- **SUPPLIED TEXT**:
....

Four years ago, Mario Quintanilla left a 23-year stint at a global banking behemoth to focus on providing financial services to businesses in Oak Cliff and West Dallas.

Within the first year of making the bold move to Frost Bank, Quintanilla far exceeded the business goals the Texas bank aimed to reach over a four-year period. Today, Quintanilla is senior vice president of commercial banking
at Frost, managing a team of nine lenders and four admins at three financial centers — Oak Cliff, Duncanville and Uptown. What started as a community leader role in the Oak Cliff location Frost opened in May 2015 has also
expanded to sales manager of the team he used to report into. His team focuses on small to midsize business loans of up to $10 million.

“I was going to do well or fall flat on my face, but I wanted to take on that challenge to create something, do something special out there, something that had never been done before in this organization,” Quintanilla told Infórmate DFW regarding his decision to help Frost develop business and brand recognition in the predominantly Hispanic Oak Cliff and neighboring area.”

“If you go out to Oak Cliff now and ask about Frost Bank, you’ll get a lot of people who recognize the name,” the Dallas-born banker added. “What I’m most proud of is that we brought in some marquee names — very well-known, established businesses in the community that have been here 40-plus years — because of the way we do business and their trust in me.”

Quintanilla largely credits Frost’s relationship building culture for the positive reception in the Hispanic community. While larger banks tend to focus on business volume and base loan decisions quickly and solely on credit scores, Quintanilla says Frost emphasizes financial education. Helping entrepreneurs understand the financial information and steps needed to grow their business is essential.

“We’re not in a hurry, it’s allowed to sit down with people — Frost wants to get to know the business and you,” Quintanilla explained. “It gives me an opportunity to leverage my lending experience and draw a roadmap of what entrepreneurs need to do to get to the next level. With our Hispanic community, we’re often guiding businesses on the things they need to be thinking about and reporting to avoid running into challenges.”

When Frost approached Quintanilla, he was happy at JPMorgan Chase, enjoying his work in asset-based lending where billion-dollar loans were the norm. It was only after his wife asked what had been the most rewarding part of his career that he started considering joining Frost. He realized his most rewarding days were at Chase predecessor Bank One in the 90s, when he was doing small to midsize business loans of $100,000 to $10 million in southern Dallas.

“You feel like you’re making a difference,” Quintanilla said. “When you’re negotiating a billion-dollar facility, you’re sitting across a CFO and his accounting team, and it’s all pretty much taken for granted. I started thinking of all the fond memories, helping a small-business entrepreneur in our community get to that next level, providing the liquidity to grow. They were so appreciative.”

....

- **DATA EXCERPTS**:
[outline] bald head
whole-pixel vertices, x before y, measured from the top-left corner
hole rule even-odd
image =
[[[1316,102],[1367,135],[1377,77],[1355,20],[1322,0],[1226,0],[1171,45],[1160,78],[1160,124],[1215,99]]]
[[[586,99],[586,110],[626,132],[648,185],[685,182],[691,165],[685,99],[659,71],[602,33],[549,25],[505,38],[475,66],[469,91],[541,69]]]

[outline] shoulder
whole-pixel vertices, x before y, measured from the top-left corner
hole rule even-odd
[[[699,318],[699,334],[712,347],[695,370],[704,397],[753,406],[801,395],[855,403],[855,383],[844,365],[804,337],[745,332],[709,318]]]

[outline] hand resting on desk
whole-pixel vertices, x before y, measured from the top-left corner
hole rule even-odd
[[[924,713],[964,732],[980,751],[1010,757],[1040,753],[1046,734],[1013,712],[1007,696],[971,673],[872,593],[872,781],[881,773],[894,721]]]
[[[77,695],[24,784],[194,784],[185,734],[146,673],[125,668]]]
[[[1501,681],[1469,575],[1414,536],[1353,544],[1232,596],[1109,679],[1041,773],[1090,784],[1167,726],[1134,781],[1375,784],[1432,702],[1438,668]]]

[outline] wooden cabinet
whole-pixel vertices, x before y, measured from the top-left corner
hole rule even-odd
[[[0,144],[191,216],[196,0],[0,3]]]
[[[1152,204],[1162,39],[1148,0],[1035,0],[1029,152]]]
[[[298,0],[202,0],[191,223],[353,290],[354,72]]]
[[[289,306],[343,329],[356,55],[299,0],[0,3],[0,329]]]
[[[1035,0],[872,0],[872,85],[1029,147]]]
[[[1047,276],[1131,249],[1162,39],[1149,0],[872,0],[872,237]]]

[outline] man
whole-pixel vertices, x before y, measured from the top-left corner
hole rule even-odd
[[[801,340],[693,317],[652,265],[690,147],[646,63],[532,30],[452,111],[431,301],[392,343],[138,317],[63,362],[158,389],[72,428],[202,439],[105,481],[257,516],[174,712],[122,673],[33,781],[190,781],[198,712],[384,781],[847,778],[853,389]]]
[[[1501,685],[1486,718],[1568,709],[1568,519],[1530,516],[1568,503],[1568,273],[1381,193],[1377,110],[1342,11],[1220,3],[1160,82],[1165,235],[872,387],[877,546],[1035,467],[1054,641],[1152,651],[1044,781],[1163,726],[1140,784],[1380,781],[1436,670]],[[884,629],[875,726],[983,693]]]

....

- **CHALLENGE 1**: Return the passage from the article on Mario Quintanilla, starting with "Within the first" and going on through "to $10 million.".
- **CHALLENGE 2**: In the entries, starting with the line with "[outline] hand resting on desk" and going on through the end of the entries, replace "top-left corner" with "upper-left corner" and give only those lines, with everything else unchanged.

- **FULL RESPONSE 1**:
Within the first year of making the bold move to Frost Bank, Quintanilla far exceeded the business goals the Texas bank aimed to reach over a four-year period. Today, Quintanilla is senior vice president of commercial banking
at Frost, managing a team of nine lenders and four admins at three financial centers — Oak Cliff, Duncanville and Uptown. What started as a community leader role in the Oak Cliff location Frost opened in May 2015 has also
expanded to sales manager of the team he used to report into. His team focuses on small to midsize business loans of up to $10 million.

- **FULL RESPONSE 2**:
[outline] hand resting on desk
whole-pixel vertices, x before y, measured from the upper-left corner
hole rule even-odd
[[[924,713],[964,732],[980,751],[1010,757],[1040,753],[1046,734],[1013,712],[1007,696],[971,673],[872,593],[872,781],[881,773],[894,721]]]
[[[77,695],[24,784],[194,784],[185,734],[146,673],[125,668]]]
[[[1501,681],[1469,575],[1414,536],[1353,544],[1232,596],[1109,679],[1041,773],[1090,784],[1167,726],[1134,781],[1375,784],[1432,702],[1438,668]]]

[outline] wooden cabinet
whole-pixel vertices, x before y, measured from the upper-left corner
hole rule even-odd
[[[0,144],[191,216],[196,0],[0,3]]]
[[[1152,204],[1162,39],[1148,0],[1035,0],[1029,152]]]
[[[298,0],[202,0],[191,223],[353,290],[354,72]]]
[[[289,306],[343,329],[356,55],[299,0],[0,3],[0,329]]]
[[[1035,0],[872,0],[872,85],[1029,147]]]
[[[1047,276],[1131,249],[1162,39],[1149,0],[872,0],[872,237]]]

[outline] man
whole-pixel vertices, x before y, measured from the upper-left corner
hole rule even-odd
[[[801,340],[693,317],[652,265],[690,147],[646,63],[532,30],[452,111],[431,301],[392,343],[138,317],[63,362],[158,389],[72,428],[202,439],[105,481],[257,516],[174,712],[122,673],[33,781],[190,781],[198,712],[384,781],[847,778],[853,389]]]
[[[1501,685],[1486,718],[1568,709],[1568,519],[1530,516],[1568,503],[1568,273],[1381,193],[1377,110],[1342,11],[1220,3],[1160,82],[1165,235],[872,387],[877,546],[1035,467],[1054,641],[1152,651],[1044,781],[1163,726],[1140,784],[1380,781],[1436,670]],[[884,629],[875,726],[983,693]]]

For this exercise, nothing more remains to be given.